• [What you have to do] Render the records as a Markdown table with columns Row and Line, one row per line and blank lines skipped. Leave out the pictures.

• [Material]
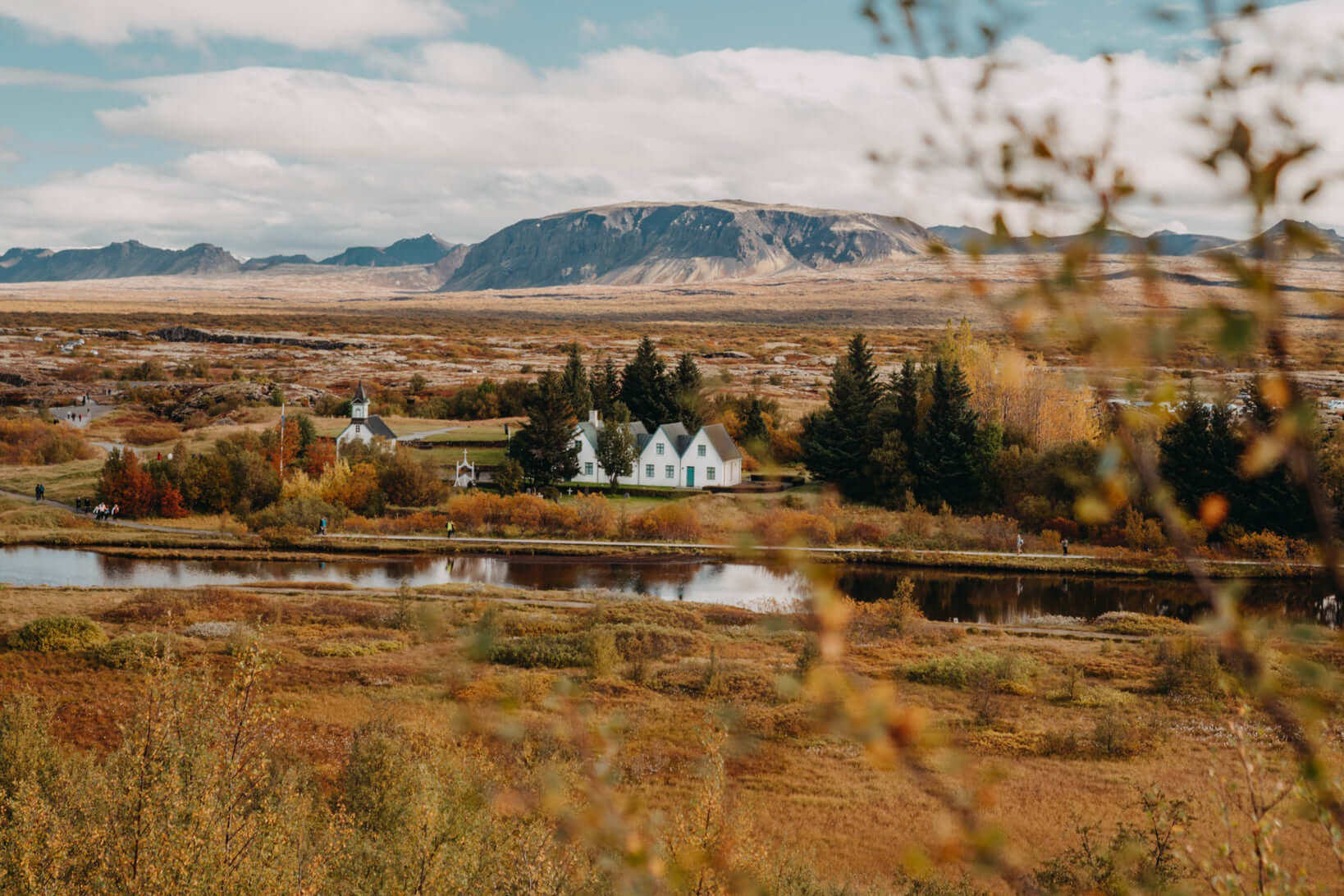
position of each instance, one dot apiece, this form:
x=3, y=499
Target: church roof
x=379, y=429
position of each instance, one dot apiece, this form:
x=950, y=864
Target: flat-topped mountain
x=682, y=244
x=1291, y=240
x=118, y=259
x=418, y=250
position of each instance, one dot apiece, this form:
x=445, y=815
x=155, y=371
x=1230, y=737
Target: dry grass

• [Response]
| Row | Line |
|---|---|
| 1 | position of each instance, one dot apiece, this form: |
| 2 | x=3, y=499 |
| 3 | Target: church roof |
| 4 | x=379, y=429 |
| 5 | position of each instance, one dot apiece, this form: |
| 6 | x=950, y=864 |
| 7 | Target: flat-topped mountain |
| 8 | x=682, y=244 |
| 9 | x=1291, y=240 |
| 10 | x=118, y=259 |
| 11 | x=418, y=250 |
| 12 | position of each instance, one dot apiece, this form: |
| 13 | x=445, y=815 |
| 14 | x=155, y=371 |
| 15 | x=1230, y=737 |
| 16 | Target: dry grass |